Exercise details: Would you write out the entries that follow word for word, omitting any images?
*** Exercise data Section Begins ***
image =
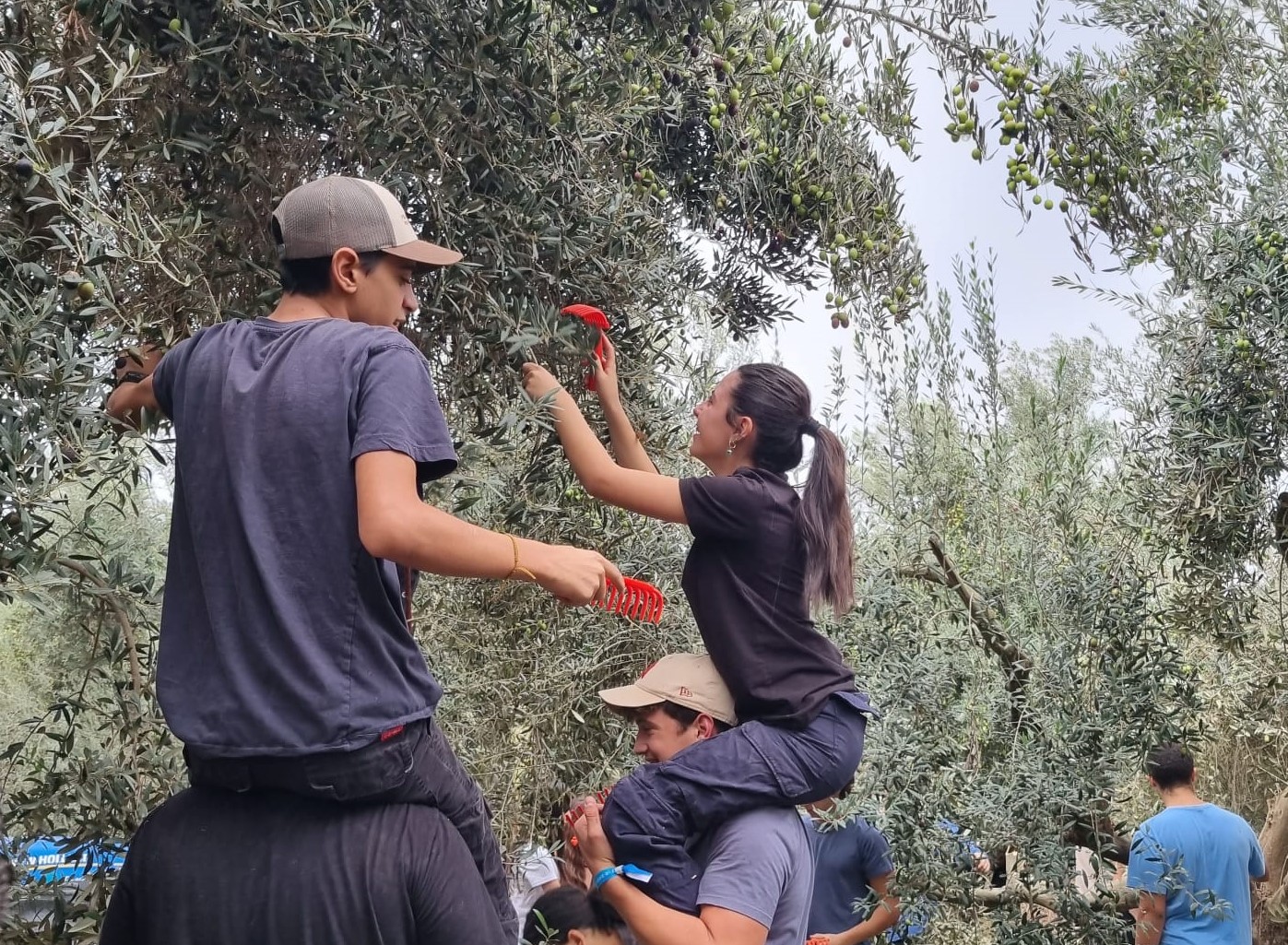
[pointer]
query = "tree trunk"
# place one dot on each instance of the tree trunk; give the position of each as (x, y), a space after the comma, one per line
(1270, 899)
*** Exercise data Section Ends ***
Response for this exercise:
image =
[pointer]
query = "tree trunk"
# place one dot on each instance of the tree trunk; give the position of each as (x, y), a space after the comma, one per line
(1270, 899)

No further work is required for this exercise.